━━━━━ The records

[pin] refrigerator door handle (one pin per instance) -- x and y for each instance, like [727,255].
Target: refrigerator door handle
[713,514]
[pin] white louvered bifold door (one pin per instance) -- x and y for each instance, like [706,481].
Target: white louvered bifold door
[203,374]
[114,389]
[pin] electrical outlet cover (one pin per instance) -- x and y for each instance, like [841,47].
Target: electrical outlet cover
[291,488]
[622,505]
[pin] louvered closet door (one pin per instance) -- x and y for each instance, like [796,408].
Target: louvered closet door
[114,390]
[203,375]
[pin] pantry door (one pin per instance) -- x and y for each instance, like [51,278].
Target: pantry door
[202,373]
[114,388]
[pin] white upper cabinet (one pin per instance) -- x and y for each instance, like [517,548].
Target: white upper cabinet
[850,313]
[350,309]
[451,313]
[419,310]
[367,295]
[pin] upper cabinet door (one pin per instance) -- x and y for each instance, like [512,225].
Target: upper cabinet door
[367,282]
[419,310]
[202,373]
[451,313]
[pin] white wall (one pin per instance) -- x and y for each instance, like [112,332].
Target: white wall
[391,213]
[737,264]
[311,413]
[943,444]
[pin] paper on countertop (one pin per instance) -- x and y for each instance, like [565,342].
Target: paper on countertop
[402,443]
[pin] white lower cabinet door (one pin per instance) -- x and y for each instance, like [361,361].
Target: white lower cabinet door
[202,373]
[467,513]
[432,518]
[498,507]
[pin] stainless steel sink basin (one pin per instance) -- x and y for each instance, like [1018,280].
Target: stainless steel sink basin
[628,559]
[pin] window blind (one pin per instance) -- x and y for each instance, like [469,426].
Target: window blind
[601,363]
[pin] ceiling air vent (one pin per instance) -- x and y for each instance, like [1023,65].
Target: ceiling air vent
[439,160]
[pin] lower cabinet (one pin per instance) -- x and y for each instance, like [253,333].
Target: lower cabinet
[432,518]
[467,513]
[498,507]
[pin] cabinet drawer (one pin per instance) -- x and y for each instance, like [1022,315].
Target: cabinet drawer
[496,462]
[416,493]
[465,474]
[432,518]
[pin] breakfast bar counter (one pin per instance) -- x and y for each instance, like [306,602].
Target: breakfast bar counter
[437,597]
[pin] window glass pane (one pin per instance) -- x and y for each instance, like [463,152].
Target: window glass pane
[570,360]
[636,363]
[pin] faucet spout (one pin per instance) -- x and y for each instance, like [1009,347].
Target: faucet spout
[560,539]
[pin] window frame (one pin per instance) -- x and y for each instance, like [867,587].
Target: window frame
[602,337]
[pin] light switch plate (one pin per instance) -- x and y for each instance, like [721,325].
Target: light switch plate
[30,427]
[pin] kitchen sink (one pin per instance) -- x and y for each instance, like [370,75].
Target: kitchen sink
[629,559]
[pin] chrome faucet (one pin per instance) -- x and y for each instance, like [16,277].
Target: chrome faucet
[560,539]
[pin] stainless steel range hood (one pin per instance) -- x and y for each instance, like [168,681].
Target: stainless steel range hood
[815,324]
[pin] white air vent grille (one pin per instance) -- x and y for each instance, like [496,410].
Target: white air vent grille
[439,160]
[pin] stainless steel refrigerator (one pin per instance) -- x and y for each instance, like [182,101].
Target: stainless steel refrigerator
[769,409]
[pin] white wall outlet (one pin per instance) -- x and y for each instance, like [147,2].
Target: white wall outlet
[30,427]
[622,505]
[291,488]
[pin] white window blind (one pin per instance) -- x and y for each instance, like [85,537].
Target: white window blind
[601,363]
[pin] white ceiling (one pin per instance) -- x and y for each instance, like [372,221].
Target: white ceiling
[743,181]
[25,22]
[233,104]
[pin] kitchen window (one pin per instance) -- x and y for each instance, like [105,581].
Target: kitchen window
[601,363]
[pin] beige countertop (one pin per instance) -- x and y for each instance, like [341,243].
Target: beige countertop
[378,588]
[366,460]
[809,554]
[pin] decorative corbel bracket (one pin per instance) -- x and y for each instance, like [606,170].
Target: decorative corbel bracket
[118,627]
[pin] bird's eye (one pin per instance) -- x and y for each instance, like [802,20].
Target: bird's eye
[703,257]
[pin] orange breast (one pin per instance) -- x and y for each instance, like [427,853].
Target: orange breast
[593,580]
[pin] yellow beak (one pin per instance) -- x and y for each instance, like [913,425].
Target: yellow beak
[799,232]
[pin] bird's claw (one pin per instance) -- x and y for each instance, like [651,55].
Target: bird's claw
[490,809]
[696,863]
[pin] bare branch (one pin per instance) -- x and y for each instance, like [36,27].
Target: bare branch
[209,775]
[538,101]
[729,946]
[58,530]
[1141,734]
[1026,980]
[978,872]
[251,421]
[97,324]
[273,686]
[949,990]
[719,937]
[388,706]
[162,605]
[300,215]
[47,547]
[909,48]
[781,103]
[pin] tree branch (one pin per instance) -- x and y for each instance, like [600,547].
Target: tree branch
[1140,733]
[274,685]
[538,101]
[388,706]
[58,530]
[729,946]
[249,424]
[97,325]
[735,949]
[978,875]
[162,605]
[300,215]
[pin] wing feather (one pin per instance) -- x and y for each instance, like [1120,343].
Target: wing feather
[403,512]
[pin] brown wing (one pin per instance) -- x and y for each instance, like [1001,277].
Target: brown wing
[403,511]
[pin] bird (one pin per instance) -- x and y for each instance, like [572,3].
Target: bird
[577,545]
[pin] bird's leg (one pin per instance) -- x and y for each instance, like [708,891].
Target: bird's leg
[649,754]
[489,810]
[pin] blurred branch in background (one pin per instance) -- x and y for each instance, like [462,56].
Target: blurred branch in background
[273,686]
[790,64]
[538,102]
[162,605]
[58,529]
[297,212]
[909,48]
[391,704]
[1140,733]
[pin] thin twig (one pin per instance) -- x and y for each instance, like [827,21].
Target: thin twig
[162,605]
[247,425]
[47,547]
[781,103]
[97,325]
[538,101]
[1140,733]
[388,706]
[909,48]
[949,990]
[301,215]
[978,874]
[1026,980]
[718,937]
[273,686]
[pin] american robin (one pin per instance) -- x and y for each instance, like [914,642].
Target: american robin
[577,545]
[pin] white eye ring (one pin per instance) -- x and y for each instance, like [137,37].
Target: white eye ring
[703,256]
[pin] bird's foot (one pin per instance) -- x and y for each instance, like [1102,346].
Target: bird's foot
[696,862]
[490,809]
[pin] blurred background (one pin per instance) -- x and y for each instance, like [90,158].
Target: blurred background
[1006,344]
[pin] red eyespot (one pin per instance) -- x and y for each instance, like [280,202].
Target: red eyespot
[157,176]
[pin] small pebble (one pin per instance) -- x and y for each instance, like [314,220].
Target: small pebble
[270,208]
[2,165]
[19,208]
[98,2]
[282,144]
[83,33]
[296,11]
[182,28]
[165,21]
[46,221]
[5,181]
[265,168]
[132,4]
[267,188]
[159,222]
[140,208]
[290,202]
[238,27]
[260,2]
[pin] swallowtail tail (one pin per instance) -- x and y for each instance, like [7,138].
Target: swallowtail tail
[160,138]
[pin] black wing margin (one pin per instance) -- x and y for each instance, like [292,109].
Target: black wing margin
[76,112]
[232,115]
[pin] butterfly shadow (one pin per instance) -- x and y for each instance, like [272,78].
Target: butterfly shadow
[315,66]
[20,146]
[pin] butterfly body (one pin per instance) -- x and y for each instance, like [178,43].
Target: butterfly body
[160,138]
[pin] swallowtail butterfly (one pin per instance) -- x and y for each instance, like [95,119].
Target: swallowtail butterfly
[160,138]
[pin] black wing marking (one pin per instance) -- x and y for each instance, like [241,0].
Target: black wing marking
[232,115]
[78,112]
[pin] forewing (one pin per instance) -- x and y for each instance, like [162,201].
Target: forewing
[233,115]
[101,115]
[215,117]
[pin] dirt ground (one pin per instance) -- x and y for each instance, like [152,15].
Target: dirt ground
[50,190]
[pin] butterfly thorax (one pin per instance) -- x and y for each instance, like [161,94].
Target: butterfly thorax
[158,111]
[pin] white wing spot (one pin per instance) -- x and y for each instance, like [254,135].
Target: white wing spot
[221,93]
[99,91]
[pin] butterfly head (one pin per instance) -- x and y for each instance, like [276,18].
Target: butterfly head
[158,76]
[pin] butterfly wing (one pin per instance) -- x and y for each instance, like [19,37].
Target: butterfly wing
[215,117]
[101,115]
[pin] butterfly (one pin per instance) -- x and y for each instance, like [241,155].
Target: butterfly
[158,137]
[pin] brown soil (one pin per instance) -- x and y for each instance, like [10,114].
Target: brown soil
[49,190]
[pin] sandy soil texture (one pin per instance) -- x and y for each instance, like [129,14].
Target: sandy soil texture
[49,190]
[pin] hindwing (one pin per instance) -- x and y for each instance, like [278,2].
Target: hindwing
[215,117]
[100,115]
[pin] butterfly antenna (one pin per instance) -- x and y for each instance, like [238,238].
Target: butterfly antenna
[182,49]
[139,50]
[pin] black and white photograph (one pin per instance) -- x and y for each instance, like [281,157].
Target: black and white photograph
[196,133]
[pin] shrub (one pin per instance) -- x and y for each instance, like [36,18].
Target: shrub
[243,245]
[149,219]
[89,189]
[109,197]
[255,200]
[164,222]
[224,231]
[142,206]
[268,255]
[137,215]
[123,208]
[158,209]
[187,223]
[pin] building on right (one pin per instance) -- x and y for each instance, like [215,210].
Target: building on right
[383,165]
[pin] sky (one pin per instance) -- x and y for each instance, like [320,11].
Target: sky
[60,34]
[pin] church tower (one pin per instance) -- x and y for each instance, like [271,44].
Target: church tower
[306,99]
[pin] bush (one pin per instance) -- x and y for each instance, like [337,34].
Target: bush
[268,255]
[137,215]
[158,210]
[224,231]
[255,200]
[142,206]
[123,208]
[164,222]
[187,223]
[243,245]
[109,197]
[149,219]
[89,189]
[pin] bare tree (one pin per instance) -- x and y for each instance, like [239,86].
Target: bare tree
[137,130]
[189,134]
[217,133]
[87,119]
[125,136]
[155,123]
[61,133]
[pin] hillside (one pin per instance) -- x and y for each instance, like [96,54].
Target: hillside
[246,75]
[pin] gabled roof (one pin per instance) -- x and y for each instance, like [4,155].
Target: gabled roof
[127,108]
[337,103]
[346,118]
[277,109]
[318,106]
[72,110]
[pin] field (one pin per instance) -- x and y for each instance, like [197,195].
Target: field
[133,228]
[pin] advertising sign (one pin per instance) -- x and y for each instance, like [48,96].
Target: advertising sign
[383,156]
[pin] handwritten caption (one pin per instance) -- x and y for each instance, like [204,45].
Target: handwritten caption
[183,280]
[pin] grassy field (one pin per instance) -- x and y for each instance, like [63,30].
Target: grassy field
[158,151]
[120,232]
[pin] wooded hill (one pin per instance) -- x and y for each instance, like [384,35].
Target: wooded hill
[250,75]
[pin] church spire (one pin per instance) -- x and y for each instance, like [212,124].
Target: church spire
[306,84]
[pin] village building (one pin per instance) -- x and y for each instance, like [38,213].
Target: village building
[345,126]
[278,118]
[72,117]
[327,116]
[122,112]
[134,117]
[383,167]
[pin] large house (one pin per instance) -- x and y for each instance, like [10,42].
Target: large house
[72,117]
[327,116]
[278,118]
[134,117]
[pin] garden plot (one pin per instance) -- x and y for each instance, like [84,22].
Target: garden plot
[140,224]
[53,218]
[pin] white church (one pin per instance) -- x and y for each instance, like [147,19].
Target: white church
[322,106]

━━━━━━━━━━

Exercise directions: Take the line that contains "[pin] church spire" and every line after it through the end of the listing above, and repeat them exactly.

Answer for the task:
[pin] church spire (one pin per instance) -- x and y for each instance, like [212,124].
Target: church spire
[306,84]
[pin] village building (one pin per instance) -- x and y for each instance, like [38,213].
Target: village building
[345,126]
[278,118]
[72,117]
[327,116]
[122,112]
[134,117]
[383,167]
[pin] large house (one pin per instance) -- x and y for each instance, like [10,42].
Target: large house
[72,117]
[327,116]
[278,118]
[134,117]
[pin] garden plot (one pin per instance) -- x and y for each instance, like [84,22].
Target: garden plot
[140,224]
[53,218]
[pin] white church (one pin per instance) -- x and y for each instance, like [147,19].
Target: white church
[322,106]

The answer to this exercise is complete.